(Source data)
-- begin --

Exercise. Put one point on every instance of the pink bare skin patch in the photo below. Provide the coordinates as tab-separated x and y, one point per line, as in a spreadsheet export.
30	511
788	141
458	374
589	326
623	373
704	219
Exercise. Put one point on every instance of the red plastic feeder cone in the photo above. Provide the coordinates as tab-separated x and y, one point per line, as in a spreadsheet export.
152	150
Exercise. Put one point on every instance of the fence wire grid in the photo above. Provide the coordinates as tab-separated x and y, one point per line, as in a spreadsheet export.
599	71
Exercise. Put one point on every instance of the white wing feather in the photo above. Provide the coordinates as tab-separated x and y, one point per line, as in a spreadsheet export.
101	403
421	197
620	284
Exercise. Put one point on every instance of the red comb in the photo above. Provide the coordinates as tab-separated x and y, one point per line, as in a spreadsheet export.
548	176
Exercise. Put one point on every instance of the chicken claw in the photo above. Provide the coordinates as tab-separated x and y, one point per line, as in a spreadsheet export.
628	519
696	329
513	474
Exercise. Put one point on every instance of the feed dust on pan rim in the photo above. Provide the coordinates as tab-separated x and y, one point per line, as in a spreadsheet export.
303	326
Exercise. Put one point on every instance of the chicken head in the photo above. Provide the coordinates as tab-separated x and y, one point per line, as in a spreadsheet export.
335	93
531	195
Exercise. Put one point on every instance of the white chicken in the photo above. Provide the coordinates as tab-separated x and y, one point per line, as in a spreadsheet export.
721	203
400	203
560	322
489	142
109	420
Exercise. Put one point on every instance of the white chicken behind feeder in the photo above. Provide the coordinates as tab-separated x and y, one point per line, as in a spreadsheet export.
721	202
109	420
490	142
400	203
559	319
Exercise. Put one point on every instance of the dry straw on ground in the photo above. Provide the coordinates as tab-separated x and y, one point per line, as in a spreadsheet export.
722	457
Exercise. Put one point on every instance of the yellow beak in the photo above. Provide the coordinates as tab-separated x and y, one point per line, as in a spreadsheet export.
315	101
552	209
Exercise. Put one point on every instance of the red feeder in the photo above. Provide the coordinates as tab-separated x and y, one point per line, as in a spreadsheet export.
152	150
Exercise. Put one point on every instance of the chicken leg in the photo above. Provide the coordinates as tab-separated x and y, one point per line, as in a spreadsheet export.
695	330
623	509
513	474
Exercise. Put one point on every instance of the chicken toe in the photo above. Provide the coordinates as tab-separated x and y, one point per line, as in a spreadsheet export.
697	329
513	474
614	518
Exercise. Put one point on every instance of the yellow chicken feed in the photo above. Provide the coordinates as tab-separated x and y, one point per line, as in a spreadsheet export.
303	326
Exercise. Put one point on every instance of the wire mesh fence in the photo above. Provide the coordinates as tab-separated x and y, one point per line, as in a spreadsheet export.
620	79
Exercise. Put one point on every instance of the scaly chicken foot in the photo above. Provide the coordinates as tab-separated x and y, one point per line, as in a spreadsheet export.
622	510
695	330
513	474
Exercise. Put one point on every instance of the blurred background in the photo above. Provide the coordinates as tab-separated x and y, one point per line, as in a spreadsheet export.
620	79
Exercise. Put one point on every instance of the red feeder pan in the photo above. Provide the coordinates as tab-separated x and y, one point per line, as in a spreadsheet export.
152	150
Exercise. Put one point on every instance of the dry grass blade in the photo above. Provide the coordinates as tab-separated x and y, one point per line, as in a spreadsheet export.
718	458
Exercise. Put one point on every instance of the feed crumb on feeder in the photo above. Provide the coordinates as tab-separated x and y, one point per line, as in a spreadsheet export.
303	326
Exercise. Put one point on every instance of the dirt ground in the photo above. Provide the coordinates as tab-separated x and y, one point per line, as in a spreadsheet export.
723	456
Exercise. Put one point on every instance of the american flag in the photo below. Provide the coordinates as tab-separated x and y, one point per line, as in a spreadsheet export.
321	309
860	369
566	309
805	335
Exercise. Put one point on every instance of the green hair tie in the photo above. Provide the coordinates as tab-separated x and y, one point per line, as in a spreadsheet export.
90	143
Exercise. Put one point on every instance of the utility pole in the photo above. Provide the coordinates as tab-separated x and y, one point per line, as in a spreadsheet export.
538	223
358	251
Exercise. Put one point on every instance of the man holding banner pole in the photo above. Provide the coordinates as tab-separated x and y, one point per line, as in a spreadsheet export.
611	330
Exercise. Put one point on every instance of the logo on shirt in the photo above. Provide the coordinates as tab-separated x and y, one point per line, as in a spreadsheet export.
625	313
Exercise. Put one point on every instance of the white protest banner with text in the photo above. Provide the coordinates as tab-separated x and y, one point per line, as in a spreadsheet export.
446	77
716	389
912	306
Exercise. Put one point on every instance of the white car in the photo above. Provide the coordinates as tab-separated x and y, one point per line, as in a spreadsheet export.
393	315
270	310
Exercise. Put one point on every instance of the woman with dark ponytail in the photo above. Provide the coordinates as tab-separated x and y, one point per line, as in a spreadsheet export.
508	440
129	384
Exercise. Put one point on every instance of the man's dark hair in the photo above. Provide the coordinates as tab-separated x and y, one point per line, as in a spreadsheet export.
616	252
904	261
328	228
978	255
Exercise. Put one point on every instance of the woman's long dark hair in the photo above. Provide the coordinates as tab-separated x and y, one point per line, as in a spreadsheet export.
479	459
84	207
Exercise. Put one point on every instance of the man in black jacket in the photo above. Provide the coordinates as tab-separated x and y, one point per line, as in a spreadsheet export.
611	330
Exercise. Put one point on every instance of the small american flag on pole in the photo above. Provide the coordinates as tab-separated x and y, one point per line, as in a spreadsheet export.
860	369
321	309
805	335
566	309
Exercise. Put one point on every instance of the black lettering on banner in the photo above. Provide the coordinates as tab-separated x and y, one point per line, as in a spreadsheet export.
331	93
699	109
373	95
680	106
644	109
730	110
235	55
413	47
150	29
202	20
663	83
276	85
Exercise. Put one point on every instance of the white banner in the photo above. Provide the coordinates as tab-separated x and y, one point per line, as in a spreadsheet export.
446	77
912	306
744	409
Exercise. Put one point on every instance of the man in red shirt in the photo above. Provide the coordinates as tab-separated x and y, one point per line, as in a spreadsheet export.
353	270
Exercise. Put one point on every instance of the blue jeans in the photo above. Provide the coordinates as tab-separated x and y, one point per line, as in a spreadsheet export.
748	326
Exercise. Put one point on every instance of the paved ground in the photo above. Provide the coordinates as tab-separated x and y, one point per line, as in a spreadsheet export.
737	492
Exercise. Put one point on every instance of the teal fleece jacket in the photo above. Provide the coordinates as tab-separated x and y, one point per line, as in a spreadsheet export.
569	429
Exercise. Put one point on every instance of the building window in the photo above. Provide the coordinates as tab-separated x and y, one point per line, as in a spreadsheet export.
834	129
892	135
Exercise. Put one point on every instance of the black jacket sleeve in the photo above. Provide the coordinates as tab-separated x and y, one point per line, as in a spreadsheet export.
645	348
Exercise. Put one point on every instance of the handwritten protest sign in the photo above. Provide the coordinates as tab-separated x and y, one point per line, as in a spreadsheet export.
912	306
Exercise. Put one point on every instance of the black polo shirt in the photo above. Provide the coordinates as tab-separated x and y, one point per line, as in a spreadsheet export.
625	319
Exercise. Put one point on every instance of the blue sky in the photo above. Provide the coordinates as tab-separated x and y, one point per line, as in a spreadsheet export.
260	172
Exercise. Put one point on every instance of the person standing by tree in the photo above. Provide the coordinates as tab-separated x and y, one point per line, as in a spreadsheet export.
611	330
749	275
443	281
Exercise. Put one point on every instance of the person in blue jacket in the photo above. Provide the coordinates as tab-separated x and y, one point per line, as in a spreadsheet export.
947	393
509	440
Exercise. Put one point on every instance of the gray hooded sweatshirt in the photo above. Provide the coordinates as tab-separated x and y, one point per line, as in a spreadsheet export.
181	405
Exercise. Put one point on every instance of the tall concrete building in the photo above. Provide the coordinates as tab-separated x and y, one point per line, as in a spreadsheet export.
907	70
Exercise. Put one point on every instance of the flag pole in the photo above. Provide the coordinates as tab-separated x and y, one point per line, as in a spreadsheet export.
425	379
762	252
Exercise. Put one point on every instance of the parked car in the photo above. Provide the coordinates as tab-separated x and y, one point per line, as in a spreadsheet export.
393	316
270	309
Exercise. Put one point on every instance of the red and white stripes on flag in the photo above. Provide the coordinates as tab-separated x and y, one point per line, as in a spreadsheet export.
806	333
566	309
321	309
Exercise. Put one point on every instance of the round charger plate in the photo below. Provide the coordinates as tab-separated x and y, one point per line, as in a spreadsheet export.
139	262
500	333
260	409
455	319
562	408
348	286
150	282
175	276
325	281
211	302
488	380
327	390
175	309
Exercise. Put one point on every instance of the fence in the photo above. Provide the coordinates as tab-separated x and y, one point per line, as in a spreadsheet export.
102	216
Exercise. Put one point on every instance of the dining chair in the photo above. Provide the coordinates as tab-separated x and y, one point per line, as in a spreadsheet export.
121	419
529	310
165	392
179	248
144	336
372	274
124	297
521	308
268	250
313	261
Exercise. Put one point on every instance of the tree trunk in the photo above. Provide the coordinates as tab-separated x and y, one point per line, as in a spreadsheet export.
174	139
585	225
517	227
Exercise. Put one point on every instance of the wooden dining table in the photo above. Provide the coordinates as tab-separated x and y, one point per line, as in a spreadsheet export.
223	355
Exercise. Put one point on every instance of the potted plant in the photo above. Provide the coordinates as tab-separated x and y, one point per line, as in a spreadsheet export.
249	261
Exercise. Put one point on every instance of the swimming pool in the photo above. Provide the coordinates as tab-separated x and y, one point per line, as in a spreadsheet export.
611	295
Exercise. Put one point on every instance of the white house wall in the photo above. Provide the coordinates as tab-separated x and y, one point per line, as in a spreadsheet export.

-- end --

## [Job]
From the line containing "Exercise. Put one point on every instance of the round" down to the last line, reproduce the records exactly. Include both ends.

## [Answer in full]
Exercise. Put one point on every instance of the round charger plate in the photo below. Provide the coordinates as tab-separated x and y, one point per line, as in a spreadsheet export.
139	262
500	333
260	409
455	319
562	408
348	286
150	282
175	276
325	281
211	302
488	380
327	390
175	309
Exercise. Put one point on every instance of the fence in the photo above. Provide the coordinates as tab-separated x and y, one point per line, as in a spreadsheet export.
102	216
Exercise. Put one point on every instance of the dining chair in the photo above. Provide the coordinates as tab-separated x and y, one point per line, as in a spreadsheet export.
121	419
529	310
165	392
179	248
144	336
372	274
124	297
521	308
268	250
313	261
Exercise. Put one point on every instance of the tree trunk in the photo above. Provide the coordinates as tab-separated x and y, one point per line, as in a spreadsheet export.
174	139
585	225
517	227
Exercise. Put one point on every instance of the wooden dining table in the photo above. Provide the coordinates as tab-separated x and y, one point per line, as in a spreadsheet export.
223	355
Exercise. Put one point on every instance of the potted plant in the photo above. Provide the coordinates as tab-separated x and y, one point per line, as in a spreadsheet export.
249	261
Exercise. Put one point on every instance of the swimming pool in the photo above. Provide the coordinates as tab-separated x and y, one point per line, as in a spreadsheet export.
611	295
Exercise. Put one point on every instance of the white house wall in the photo above. Provide the coordinates as tab-separated x and y, one point per line, as in a spreadsheet export.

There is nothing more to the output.